*WHAT NEEDS TO BE DONE*.
Can you reproduce the rows below, replacing each "Pins" with "Keypoints" and changing nothing else?

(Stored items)
☆ ☆ ☆ ☆ ☆
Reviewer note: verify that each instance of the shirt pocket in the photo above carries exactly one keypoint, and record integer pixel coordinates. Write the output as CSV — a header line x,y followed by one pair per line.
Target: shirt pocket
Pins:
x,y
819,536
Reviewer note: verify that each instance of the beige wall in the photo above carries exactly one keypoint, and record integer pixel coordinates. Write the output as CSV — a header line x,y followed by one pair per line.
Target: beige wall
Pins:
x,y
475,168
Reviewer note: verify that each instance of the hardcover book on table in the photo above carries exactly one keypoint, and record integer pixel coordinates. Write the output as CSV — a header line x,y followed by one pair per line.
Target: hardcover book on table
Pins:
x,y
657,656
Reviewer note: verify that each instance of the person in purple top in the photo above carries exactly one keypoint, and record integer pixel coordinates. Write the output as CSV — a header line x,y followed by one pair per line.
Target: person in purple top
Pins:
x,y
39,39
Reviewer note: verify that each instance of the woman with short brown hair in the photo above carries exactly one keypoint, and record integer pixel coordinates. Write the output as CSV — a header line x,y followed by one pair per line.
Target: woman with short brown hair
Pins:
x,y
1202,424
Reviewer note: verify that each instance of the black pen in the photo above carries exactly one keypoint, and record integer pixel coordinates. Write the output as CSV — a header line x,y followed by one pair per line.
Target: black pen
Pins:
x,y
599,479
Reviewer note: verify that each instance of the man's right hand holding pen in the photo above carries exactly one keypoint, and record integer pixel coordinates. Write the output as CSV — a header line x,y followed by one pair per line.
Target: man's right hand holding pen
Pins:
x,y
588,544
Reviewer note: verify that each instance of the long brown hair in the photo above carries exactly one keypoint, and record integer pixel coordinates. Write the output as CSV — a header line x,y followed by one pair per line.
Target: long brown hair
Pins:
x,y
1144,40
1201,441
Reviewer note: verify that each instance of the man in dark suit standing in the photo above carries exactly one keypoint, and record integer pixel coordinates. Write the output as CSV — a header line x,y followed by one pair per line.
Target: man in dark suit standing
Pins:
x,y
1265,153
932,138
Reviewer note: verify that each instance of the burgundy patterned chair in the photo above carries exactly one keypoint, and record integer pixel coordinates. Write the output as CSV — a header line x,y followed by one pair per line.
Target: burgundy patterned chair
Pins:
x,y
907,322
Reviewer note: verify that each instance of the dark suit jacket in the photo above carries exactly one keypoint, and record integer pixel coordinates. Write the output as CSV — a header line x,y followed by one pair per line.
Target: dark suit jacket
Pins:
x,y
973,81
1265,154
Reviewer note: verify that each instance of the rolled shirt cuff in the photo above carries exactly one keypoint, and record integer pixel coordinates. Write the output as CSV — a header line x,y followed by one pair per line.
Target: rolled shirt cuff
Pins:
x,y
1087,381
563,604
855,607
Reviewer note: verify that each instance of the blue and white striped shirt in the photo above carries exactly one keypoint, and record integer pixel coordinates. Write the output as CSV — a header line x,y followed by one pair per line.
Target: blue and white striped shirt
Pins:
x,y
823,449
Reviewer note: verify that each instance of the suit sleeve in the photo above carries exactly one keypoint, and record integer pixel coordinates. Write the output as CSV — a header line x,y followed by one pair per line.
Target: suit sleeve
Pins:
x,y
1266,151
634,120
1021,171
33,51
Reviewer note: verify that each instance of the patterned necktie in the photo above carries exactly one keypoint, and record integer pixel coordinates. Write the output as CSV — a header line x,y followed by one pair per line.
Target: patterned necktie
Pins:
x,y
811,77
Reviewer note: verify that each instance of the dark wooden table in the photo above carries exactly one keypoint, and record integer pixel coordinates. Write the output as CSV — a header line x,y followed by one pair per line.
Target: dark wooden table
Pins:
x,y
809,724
☆ ☆ ☆ ☆ ☆
*FINAL RESULT*.
Reviewer note: verify that each instance of the shirt pocket in the photo above carries exactly one keypoint, and record integer pixel coordinates. Write the output as CSV — a header line x,y followed by one pair per line.
Target: shirt pocket
Keypoints:
x,y
819,536
Reviewer note: verify that each instance of the beige wall in the photo above carries exactly one keypoint, and record integer pixel coordinates. Write the output as CSV — a header line x,y followed by one pair per line.
Target: beige wall
Keypoints:
x,y
475,168
Reviewer note: verify that each instance of the hardcover book on table in the photo above carries exactly one keypoint, and record integer pixel coordinates. Write the output as CSV — a header line x,y followed by one pair per line.
Target: hardcover book on table
Keypoints:
x,y
657,656
Reviewer note: verify that each instance of the person in purple top in the photo above carries exactly one keypoint, and record integer pixel coordinates. Write the output as CSV — a header line x,y followed by one pair per line.
Target: person in purple top
Keypoints:
x,y
39,39
Reviewer note: verify that each instance of the woman with short brown hair in the photo above carries exactly one keypoint, and record integer pixel coordinates. Write the output as CSV — a header line x,y followed by one pair per line.
Target: woman with short brown hair
Keypoints:
x,y
1202,424
Reviewer note: verify that each instance of the black pen in the photo above carries exactly one keypoint, and record integer pixel coordinates. Write the output as CSV — a header line x,y followed by one pair per line.
Target: black pen
Keypoints:
x,y
599,479
Reviewer note: verify that each instance of the man's right hand holding pen in the photo above carries exactly one keypoint, and record integer pixel coordinates. Write the output as CSV — a header line x,y followed by one pair per line.
Target: man's right hand holding pen
Keypoints:
x,y
588,544
Reviewer note: verify that each instance of the long brown hair in the photo above carries exactly one keypoint, and record integer pixel coordinates. Write the output as CSV — a header line x,y followed by one pair per line.
Target: long brown hair
Keypoints:
x,y
1144,40
1201,441
Reviewer note: verify that each instance of the man in dark suit standing in the photo above carries exactly one keypoint, and record integer pixel coordinates. Write the output as CSV — a header line x,y followed by one pair per line.
Target: man in dark suit standing
Keypoints:
x,y
1265,153
932,138
Reviewer note: verify that each instance of the burgundy patterned chair in the photo above carries exactly one keypoint, and record integer pixel coordinates. Write the output as CSV — a header line x,y followed by one pair per line.
Target: burgundy patterned chair
Keypoints:
x,y
907,322
Reviewer note: verify that each instance of the dark suit jacket in the photo above carries exactly one keypoint, and record integer pixel coordinates. Write the output as CSV — a header line x,y followed by one pair per line.
Target: dark suit jacket
Keypoints:
x,y
973,81
1265,154
Reviewer note: verify that each instance of the rolled shirt cuff in the photo above carries exactly one keypoint, and record integer pixel coordinates. Write the output as CSV — a header line x,y followed by one pair per line.
Target: rolled shirt cuff
Keypoints:
x,y
1087,381
563,604
855,607
Reviewer note: verify that each instance of the blue and white striped shirt in the photo above carries exactly one keypoint, and record integer pixel coordinates. Write the output as CSV — a header line x,y followed by one pair per line.
Target: blue and white striped shirt
Keypoints:
x,y
823,449
Reviewer note: verify that each instance of the suit sleeve in the photo above carries exactly one keypoint, and record integer pixel coordinates. Write the output as CSV — a header line x,y followed by one pair per line.
Target: suit sleeve
Keypoints:
x,y
1266,151
634,120
1021,171
33,51
Reviewer note: verify that each instance of the patterned necktie in the photo above carries exactly one keypoint, and record integer pixel coordinates. Write the output as CSV — a header line x,y followed by one pair per line.
Target: patterned necktie
Keypoints:
x,y
811,77
Reviewer note: verify that each instance of the dark wooden table in the photo above carries exactly one keypoint, and record integer pixel coordinates. Write the output as CSV — a header line x,y followed by one pair per line.
Target: dark wooden table
Keypoints:
x,y
809,724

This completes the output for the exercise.